Turn the records below into a numbered list with blank lines dropped, covering only the lines from the one containing "point: the fingers in this photo" through the end of the records.
-- Start Data provided --
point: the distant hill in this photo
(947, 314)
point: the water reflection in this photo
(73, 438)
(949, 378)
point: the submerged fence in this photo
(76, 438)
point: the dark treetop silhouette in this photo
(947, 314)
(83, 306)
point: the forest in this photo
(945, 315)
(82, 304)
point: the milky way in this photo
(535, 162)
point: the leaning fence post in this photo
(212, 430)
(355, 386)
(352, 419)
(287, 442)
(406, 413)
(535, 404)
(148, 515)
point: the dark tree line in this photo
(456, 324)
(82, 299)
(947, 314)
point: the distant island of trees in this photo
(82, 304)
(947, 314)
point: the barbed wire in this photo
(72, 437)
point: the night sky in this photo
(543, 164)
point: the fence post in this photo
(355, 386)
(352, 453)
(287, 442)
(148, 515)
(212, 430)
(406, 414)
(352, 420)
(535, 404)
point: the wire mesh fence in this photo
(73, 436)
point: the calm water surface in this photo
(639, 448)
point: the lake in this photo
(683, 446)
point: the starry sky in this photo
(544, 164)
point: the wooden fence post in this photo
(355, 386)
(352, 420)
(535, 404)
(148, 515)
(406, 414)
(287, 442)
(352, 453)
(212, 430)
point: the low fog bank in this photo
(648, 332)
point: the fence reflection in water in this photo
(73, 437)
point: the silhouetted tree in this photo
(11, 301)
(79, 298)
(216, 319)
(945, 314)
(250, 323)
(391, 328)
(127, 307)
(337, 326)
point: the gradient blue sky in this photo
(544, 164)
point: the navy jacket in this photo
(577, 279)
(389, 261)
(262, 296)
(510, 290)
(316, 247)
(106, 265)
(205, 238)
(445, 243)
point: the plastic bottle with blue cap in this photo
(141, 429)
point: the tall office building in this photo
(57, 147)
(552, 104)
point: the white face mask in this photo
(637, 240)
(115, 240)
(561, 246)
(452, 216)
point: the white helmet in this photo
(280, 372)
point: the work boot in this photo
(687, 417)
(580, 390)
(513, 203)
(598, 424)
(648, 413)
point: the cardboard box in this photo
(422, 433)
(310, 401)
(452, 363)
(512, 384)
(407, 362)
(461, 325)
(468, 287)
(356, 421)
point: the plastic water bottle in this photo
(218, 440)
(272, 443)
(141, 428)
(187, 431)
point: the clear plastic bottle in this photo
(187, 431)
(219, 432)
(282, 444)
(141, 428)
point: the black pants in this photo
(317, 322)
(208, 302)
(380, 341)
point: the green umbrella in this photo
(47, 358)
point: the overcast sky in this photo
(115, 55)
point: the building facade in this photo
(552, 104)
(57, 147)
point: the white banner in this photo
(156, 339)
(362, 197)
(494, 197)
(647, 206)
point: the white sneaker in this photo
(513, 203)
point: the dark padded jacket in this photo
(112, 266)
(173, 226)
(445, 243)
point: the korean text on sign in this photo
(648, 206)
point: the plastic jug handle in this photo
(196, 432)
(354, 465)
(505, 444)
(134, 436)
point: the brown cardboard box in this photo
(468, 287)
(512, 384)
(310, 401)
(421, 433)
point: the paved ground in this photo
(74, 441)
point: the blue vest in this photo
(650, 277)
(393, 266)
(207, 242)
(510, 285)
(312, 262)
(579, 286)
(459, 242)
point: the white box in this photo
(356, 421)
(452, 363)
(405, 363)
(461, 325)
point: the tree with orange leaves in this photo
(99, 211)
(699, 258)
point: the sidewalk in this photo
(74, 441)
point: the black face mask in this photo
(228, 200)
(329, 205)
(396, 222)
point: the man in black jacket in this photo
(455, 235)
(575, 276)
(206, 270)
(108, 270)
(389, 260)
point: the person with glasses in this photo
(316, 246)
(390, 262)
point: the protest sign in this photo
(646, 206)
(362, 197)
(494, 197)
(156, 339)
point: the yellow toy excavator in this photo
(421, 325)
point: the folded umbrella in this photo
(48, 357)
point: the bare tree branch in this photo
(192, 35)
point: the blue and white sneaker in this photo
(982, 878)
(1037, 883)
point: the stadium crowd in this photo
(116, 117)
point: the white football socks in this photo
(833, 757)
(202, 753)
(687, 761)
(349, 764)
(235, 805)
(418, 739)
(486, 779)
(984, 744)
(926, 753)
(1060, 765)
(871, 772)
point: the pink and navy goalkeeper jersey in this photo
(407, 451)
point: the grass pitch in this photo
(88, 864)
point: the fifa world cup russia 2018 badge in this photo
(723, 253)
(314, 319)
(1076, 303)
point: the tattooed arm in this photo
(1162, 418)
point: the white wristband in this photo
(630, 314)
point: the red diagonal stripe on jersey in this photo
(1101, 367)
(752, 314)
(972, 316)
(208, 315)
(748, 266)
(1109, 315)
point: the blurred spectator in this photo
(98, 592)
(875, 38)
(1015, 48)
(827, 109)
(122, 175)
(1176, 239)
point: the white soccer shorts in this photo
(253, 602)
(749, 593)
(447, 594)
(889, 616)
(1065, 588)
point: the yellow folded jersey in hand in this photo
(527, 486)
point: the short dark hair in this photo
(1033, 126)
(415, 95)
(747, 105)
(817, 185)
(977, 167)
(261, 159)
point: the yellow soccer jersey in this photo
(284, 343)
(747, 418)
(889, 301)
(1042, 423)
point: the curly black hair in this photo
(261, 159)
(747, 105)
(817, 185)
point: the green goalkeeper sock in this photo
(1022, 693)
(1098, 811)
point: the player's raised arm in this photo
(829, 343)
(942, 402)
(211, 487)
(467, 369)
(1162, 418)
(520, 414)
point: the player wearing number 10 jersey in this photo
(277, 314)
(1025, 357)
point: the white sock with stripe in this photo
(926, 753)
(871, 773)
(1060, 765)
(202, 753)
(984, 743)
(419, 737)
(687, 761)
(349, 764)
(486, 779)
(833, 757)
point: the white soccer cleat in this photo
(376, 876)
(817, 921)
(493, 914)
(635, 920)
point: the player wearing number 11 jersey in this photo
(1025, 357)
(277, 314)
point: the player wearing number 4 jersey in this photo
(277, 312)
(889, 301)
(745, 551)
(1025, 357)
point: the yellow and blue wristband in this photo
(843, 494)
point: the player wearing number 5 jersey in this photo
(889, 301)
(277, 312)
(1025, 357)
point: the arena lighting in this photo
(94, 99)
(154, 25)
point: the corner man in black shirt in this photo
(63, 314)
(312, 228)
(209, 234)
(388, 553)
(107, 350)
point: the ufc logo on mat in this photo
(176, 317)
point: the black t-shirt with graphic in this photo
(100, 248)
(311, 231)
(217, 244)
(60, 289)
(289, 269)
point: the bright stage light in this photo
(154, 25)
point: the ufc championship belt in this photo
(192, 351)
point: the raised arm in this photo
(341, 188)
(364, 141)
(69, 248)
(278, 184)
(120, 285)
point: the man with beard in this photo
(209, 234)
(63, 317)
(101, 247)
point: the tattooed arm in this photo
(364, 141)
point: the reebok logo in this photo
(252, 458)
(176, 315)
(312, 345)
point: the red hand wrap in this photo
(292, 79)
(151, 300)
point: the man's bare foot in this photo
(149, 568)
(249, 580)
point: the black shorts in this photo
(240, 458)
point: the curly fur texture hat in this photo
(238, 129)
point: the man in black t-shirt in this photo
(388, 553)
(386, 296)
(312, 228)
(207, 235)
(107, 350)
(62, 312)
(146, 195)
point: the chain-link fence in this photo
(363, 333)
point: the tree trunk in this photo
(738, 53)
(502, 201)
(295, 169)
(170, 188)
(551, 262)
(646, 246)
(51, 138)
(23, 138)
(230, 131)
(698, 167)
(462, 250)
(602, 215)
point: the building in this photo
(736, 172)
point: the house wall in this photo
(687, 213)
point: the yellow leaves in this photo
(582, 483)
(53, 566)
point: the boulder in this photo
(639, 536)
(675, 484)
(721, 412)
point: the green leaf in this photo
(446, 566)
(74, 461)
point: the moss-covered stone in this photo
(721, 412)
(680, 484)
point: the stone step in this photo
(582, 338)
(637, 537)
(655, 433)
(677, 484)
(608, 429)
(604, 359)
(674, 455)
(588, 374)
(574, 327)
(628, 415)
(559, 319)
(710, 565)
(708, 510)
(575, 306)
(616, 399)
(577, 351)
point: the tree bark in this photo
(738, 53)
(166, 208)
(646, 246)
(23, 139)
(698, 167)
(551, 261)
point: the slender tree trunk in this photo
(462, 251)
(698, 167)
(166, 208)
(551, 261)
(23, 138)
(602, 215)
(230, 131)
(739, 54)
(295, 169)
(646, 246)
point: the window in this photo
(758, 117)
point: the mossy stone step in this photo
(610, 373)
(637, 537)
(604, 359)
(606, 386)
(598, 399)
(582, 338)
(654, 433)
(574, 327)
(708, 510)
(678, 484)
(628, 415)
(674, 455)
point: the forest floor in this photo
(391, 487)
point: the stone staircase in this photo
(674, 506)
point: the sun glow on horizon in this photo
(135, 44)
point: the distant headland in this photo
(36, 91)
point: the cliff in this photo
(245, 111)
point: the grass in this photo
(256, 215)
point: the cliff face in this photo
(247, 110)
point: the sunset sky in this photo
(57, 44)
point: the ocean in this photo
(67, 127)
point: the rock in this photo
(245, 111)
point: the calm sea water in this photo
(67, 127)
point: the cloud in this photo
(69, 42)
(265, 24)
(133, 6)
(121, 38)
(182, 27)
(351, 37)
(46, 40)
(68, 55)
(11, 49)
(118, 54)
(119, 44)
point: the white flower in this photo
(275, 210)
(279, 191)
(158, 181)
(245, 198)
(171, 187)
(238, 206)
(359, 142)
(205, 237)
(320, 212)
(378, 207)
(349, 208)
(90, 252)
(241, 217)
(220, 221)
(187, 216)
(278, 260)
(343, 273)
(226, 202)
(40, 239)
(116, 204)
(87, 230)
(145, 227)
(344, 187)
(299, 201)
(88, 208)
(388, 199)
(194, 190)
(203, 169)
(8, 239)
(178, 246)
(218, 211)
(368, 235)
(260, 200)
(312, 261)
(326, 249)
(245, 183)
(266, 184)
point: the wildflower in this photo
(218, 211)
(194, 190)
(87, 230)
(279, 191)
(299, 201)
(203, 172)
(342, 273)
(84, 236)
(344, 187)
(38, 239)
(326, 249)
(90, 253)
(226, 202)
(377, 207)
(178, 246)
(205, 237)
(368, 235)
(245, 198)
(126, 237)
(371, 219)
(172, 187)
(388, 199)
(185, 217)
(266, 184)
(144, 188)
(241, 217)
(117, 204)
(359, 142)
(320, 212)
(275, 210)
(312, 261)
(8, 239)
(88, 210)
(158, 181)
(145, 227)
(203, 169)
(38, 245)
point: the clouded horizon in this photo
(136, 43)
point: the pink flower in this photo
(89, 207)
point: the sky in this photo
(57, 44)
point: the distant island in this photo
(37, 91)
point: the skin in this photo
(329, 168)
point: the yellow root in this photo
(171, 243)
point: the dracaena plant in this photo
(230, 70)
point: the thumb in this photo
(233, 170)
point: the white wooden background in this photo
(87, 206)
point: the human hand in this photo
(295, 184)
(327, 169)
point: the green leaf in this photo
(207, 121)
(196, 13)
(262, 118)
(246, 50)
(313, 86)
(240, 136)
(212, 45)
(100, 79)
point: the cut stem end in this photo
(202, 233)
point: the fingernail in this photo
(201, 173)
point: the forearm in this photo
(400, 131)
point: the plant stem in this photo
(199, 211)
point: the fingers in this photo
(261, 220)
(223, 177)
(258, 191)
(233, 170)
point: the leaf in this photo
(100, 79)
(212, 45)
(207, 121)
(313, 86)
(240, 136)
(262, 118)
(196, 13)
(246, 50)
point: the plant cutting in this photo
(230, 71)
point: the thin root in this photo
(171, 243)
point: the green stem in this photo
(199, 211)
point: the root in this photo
-- End Data provided --
Problem solution
1. point: the fingers in this photo
2. (261, 220)
3. (223, 177)
4. (258, 191)
5. (233, 170)
6. point: the leaf in this photo
7. (100, 79)
8. (212, 45)
9. (207, 121)
10. (313, 86)
11. (240, 136)
12. (262, 118)
13. (196, 13)
14. (246, 50)
15. point: the plant cutting in this photo
16. (230, 71)
17. point: the thin root in this photo
18. (171, 243)
19. point: the green stem in this photo
20. (199, 211)
21. point: the root in this photo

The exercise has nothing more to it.